Aangeleverde tekst ->
○ ○ ○ ○ ○

3.DE VERDERE BEOORDELING

3.1
Het Gerecht volhardt in zijn in het tussenvonnis neergelegde overwegingen en beslissingen.
3.2
Partijen hebben overeenkomstig rechtsoverweging 2.8 van het tussenvonnis ter zitting bevestigd dat [gedaagde] een bedrag van Afl. 700,- reeds aan [eiser] heeft betaald. Naar aanleiding daarvan heeft [eiser] ter zitting zijn vordering verminderd tot een bedrag van (Afl. 1.900,- minus Afl. 700,- =) Afl. 1.200,-.
3.3.1
Ter zake van het beroep van [gedaagde] op opschorting van betaling van het door [eiser] thans gevorderde bedrag wordt het volgende overwogen.
3.3.2 [
Gedaagde] legt aan dat beroep de stelling ten gronde dat de bij partijen genoegzaam bekende in opdracht van [eiser] gebouwde mandelige erfafscheidingsmuur (hierna: de muur) gebrekkig is, in die zin dat die scheuren in zich heeft en dat de aansluiting van de muur op die van [eiser] los is geraakt. Daartegenover stelt [eiser] met een door hem overgelegd rapport van expertise van 22 december 2021 van ingenieur [naam ingenieur] (hierna: het rapport) dat sprake is van twee aan de oppervlakte van de muur waargenomen normale op Aruba voorkomende scheuren als gevolg van (1) de zetting van de constructie en (2) lichte aardbevingen die zich zo nu en dan voordoen in Aruba. Verder is volgens dat rapport sprake van een muur die naar de eisen van goed vakmanschap is gebouwd met gebruik van kwalitatief goede materialen.

○ ○ ○ ○ ○

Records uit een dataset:
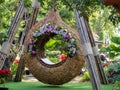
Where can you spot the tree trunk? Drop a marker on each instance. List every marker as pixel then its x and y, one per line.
pixel 111 2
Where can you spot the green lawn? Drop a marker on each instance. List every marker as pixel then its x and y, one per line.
pixel 40 86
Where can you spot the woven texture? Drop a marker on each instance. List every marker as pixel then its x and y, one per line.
pixel 62 72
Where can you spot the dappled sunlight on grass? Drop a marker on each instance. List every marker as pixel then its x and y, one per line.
pixel 41 86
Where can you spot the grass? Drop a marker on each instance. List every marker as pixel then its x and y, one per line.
pixel 41 86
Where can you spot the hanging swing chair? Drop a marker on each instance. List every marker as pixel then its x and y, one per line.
pixel 55 74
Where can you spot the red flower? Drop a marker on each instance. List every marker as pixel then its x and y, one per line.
pixel 16 62
pixel 63 57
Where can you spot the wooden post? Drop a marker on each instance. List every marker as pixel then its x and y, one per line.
pixel 100 70
pixel 87 50
pixel 30 23
pixel 11 34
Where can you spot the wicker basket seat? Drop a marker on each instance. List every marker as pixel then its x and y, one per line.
pixel 59 73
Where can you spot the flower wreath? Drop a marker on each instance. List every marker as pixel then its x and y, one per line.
pixel 48 28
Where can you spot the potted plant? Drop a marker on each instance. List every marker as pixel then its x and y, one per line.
pixel 4 74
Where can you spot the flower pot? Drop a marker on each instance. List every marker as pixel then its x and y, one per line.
pixel 4 88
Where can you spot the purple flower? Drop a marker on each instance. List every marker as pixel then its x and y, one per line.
pixel 31 41
pixel 67 36
pixel 33 52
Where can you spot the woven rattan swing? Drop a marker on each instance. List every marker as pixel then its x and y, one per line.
pixel 59 73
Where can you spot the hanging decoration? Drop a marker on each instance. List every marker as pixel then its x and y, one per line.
pixel 53 29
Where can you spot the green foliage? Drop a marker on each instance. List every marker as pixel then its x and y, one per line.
pixel 1 1
pixel 113 72
pixel 3 37
pixel 115 40
pixel 116 85
pixel 86 76
pixel 114 48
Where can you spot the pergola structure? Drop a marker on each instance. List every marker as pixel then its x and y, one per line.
pixel 88 44
pixel 114 3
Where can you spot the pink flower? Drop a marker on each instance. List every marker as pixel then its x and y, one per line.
pixel 31 41
pixel 67 36
pixel 33 52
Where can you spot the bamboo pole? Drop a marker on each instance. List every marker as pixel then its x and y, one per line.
pixel 87 50
pixel 11 34
pixel 102 75
pixel 15 22
pixel 30 23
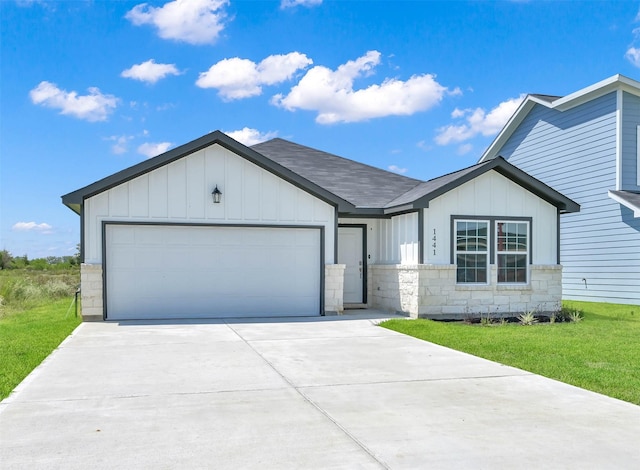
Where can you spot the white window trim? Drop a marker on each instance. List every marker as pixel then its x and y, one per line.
pixel 527 251
pixel 487 252
pixel 638 156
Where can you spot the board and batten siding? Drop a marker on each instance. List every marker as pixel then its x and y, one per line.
pixel 398 240
pixel 180 192
pixel 490 195
pixel 574 152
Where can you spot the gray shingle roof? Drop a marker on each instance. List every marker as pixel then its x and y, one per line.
pixel 353 187
pixel 362 185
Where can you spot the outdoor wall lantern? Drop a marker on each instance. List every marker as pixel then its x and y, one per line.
pixel 217 195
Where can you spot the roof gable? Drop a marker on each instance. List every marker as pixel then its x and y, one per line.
pixel 74 200
pixel 363 185
pixel 421 195
pixel 352 187
pixel 609 85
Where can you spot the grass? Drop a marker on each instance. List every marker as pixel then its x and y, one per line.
pixel 600 353
pixel 34 319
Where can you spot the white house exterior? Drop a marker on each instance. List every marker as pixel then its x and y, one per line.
pixel 587 146
pixel 299 232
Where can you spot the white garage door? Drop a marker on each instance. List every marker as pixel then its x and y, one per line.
pixel 165 271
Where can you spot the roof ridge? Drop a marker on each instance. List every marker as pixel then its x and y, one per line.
pixel 337 156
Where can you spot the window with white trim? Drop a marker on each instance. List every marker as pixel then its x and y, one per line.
pixel 472 251
pixel 512 251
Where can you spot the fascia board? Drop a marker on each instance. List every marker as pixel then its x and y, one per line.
pixel 617 82
pixel 511 126
pixel 627 204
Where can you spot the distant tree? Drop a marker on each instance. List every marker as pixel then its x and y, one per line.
pixel 5 259
pixel 20 262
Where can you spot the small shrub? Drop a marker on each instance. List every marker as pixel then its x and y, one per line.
pixel 527 318
pixel 575 316
pixel 569 314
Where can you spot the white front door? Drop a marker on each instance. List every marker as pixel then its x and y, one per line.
pixel 351 254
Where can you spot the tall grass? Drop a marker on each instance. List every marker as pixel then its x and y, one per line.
pixel 22 289
pixel 35 316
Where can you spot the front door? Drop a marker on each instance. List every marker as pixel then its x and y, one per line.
pixel 351 253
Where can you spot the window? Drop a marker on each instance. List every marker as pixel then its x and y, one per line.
pixel 512 251
pixel 479 242
pixel 472 251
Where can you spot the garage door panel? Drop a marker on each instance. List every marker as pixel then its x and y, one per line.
pixel 208 272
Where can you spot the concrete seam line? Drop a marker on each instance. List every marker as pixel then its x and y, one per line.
pixel 314 404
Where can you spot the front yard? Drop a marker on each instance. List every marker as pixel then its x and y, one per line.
pixel 600 353
pixel 36 314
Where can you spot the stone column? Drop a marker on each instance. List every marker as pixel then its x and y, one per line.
pixel 91 292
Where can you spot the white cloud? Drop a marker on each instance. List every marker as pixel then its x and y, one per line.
pixel 294 3
pixel 238 78
pixel 332 95
pixel 478 121
pixel 32 227
pixel 633 56
pixel 150 71
pixel 422 145
pixel 397 169
pixel 249 137
pixel 190 21
pixel 93 107
pixel 121 142
pixel 150 149
pixel 633 52
pixel 464 149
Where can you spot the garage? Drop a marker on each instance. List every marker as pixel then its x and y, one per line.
pixel 172 271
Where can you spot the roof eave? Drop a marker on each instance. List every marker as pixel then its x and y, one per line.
pixel 511 172
pixel 511 125
pixel 76 198
pixel 608 85
pixel 628 204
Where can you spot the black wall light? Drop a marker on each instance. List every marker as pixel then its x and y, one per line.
pixel 216 195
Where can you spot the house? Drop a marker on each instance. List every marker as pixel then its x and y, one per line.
pixel 587 146
pixel 217 229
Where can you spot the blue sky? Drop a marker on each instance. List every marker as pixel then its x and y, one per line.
pixel 421 88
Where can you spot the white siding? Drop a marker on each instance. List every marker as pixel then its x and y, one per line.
pixel 180 192
pixel 399 240
pixel 490 195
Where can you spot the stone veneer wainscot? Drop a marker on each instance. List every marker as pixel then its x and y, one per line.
pixel 430 291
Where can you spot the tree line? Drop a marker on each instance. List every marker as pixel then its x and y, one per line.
pixel 8 261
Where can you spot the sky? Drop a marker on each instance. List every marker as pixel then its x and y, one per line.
pixel 420 88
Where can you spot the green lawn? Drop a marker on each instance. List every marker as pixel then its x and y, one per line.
pixel 600 353
pixel 34 319
pixel 29 336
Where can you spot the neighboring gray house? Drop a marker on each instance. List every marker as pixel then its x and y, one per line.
pixel 217 229
pixel 587 146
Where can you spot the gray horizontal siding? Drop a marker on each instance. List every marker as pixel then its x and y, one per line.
pixel 575 153
pixel 630 122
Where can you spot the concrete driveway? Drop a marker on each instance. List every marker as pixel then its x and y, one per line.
pixel 333 392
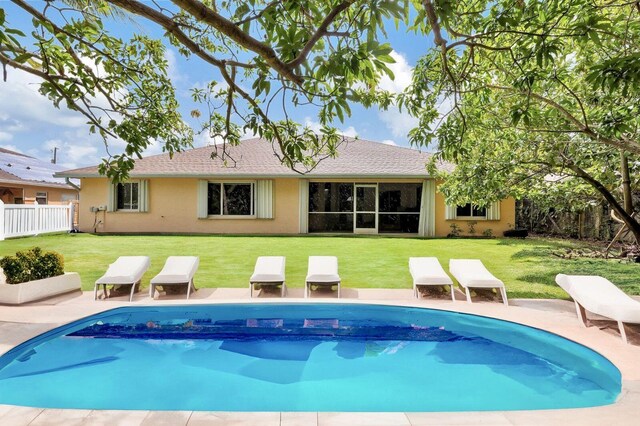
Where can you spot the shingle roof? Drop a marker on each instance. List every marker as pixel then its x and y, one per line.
pixel 255 158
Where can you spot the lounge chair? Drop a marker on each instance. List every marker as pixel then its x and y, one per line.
pixel 126 270
pixel 426 271
pixel 177 270
pixel 600 296
pixel 323 271
pixel 269 270
pixel 471 273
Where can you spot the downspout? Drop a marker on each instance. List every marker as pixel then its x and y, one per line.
pixel 71 184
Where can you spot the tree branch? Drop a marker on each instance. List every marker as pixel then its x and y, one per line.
pixel 228 28
pixel 320 32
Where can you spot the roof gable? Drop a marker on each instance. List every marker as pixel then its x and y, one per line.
pixel 256 158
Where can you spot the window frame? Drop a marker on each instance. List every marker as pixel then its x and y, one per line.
pixel 117 198
pixel 472 216
pixel 39 195
pixel 252 202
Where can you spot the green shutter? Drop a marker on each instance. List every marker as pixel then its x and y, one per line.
pixel 203 187
pixel 264 199
pixel 427 227
pixel 143 195
pixel 493 211
pixel 111 196
pixel 304 206
pixel 450 212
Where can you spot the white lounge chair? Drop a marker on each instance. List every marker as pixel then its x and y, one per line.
pixel 600 296
pixel 269 270
pixel 426 271
pixel 177 270
pixel 471 273
pixel 126 270
pixel 323 270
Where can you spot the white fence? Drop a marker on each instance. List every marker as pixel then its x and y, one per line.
pixel 19 220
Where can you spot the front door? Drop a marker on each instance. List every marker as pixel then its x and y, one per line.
pixel 366 206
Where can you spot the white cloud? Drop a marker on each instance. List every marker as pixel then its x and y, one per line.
pixel 403 74
pixel 21 102
pixel 399 123
pixel 11 148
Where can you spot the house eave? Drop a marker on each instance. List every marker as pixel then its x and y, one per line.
pixel 255 176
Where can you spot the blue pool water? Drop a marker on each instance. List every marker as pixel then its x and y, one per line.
pixel 302 357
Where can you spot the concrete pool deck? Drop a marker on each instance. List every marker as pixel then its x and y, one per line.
pixel 19 323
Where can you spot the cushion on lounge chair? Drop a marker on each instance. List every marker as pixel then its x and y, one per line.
pixel 177 270
pixel 428 271
pixel 472 273
pixel 126 269
pixel 268 269
pixel 323 269
pixel 600 296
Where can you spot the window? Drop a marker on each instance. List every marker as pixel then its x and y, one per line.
pixel 41 197
pixel 330 207
pixel 230 199
pixel 127 196
pixel 399 207
pixel 470 210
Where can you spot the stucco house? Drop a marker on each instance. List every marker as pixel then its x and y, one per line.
pixel 370 188
pixel 25 180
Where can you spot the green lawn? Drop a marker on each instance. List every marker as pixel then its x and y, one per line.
pixel 526 266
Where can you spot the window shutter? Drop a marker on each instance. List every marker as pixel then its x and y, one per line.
pixel 450 212
pixel 427 227
pixel 143 195
pixel 304 206
pixel 111 197
pixel 264 199
pixel 203 187
pixel 493 211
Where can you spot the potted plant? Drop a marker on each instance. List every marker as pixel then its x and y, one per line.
pixel 33 275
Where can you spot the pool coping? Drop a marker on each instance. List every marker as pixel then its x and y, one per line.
pixel 555 316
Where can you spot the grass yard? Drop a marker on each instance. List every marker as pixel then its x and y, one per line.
pixel 527 267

○ ○ ○ ○ ○

Uw opdracht ->
Haal uit de tekst over de verdere beoordeling de passage die begint bij "3.DE VERDERE BEOORDELING" en eindigt bij "het volgende overwogen.", en geef deze woordelijk weer. De lijst vormt afzonderlijk materiaal en hoort niet bij de tekst.

Uitwerking opdracht ->
3.DE VERDERE BEOORDELING

3.1
Het Gerecht volhardt in zijn in het tussenvonnis neergelegde overwegingen en beslissingen.
3.2
Partijen hebben overeenkomstig rechtsoverweging 2.8 van het tussenvonnis ter zitting bevestigd dat [gedaagde] een bedrag van Afl. 700,- reeds aan [eiser] heeft betaald. Naar aanleiding daarvan heeft [eiser] ter zitting zijn vordering verminderd tot een bedrag van (Afl. 1.900,- minus Afl. 700,- =) Afl. 1.200,-.
3.3.1
Ter zake van het beroep van [gedaagde] op opschorting van betaling van het door [eiser] thans gevorderde bedrag wordt het volgende overwogen.